= EXERCÍCIO =
Por favor, resuma em duas frases o texto de leitura sobre a prescrição de alterações em contrato social.

= TEXTO DE LEITURA =
• • • • • • •

A Terceira Turma do Superior Tribunal de Justiça (STJ) concluiu que a prescrição referente a pedido de anulação ou desconstituição de alterações de contrato social, em caso em que foi reconhecida a natureza contratual, é de quatro anos, regendo-se pelo artigo 178 do Código Civil de 1916, em vigor quando da realização das alterações.
Segundo os sócios que ingressaram com a ação, foi realizada uma série de alterações no contrato social da empresa, registrada na Junta Comercial entre 1994 e 1996. As irregularidades teriam modificado de forma errônea o percentual de participação dos sócios, em virtude de atualização monetária.
Origem
A representação do sócio já falecido, acusado de ter cometido irregularidades, defendeu que a alteração relativa às cotas se justifica pelo restabelecimento da participação de um dos sócios, que não concluiu a integralização de imóvel prometido.
Conforme os autos, a ação foi proposta em agosto de 2001. O juízo de primeiro grau considerou o pedido prescrito de acordo com o artigo 286 da Lei das S.A., ou seja, adotou o prazo de dois anos. Nas razões recursais, os sócios argumentaram que não houve prescrição porque seria aplicável à situação o artigo 442 do Código Comercial, com prazo de 20 anos.
LSA versus Código Comercial
A relatora do processo, ministra Nancy Andrighi, explicou que a Lei das S.A. trata de prazo referente à anulação de deliberações tomadas em assembleia geral ou especial, o que não é o caso. Também não se aplica o prazo de 20 anos previsto no Código Comercial, que trata especificamente da pretensão relativa a inadimplemento de obrigações comerciais contraídas por escritura pública ou particular por sociedade.
“Haja vista a inexistência de elementos nos autos que indiciem que as alterações contratuais que os recorrentes pretendem desconstituir tenham se originado de deliberações tomadas em alguma espécie de conclave de sócios, o prazo prescricional de dois anos do artigo 286 da LSA não é aplicável à hipótese”, esclareceu a relatora.
Quanto às regras previstas no Código Comercial, a ministra explicou que não cabem na situação em análise, porque não há discussão acerca de obrigações comerciais, “uma vez que se trata aqui de pretensão de invalidação de alterações promovidas em contrato social”.
Espécie peculiar
Diante dessa análise, a Terceira Turma do STJ concluiu que, no caso, aplica-se o artigo 178, parágrafo 9º, V, do Código Civil de 1916, o qual estabelece que a ação de anular ou rescindir contratos prescreve em quatro anos, pois se trata de pedido de regularização de alterações societárias nas quais ocorreram erro ou simulação.
“Ainda que o contrato social constitua uma espécie bastante peculiar de contrato, não se pode descartar a aplicação das normas gerais de direito civil à sua disciplina – ainda que seja extreme de dúvidas a não incidência de toda e qualquer regra relativa à formação, ao inadimplemento e à extinção dos contratos em geral –, sobretudo quando se verifica, como no particular, a ausência de previsão legal específica a respeito da questão controvertida”, concluiu a ministra Nancy Andrighi.

• • • • • • •

= REGISTROS FORNECIDOS =
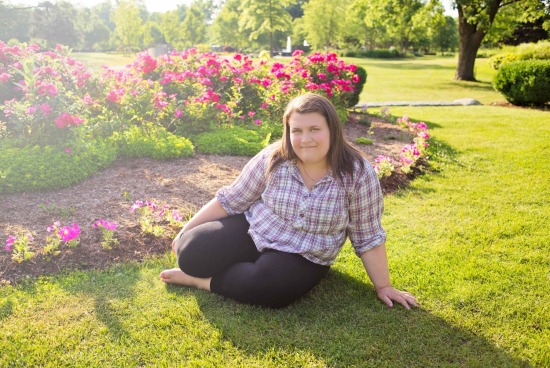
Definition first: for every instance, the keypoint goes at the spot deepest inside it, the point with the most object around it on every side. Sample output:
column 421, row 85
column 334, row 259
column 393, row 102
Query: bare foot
column 178, row 277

• • • • • • •

= RESULTADO =
A Terceira Turma do STJ concluiu que o pedido de anulação de alterações de contrato social prescreve em quatro anos, conforme o artigo 178 do Código Civil de 1916, em vigor quando as alterações foram feitas. Segundo a relatora, ministra Nancy Andrighi, não se aplica o prazo de dois anos da Lei das S.A., que trata de deliberações tomadas em assembleia, nem o de 20 anos do Código Comercial, que trata de obrigações comerciais.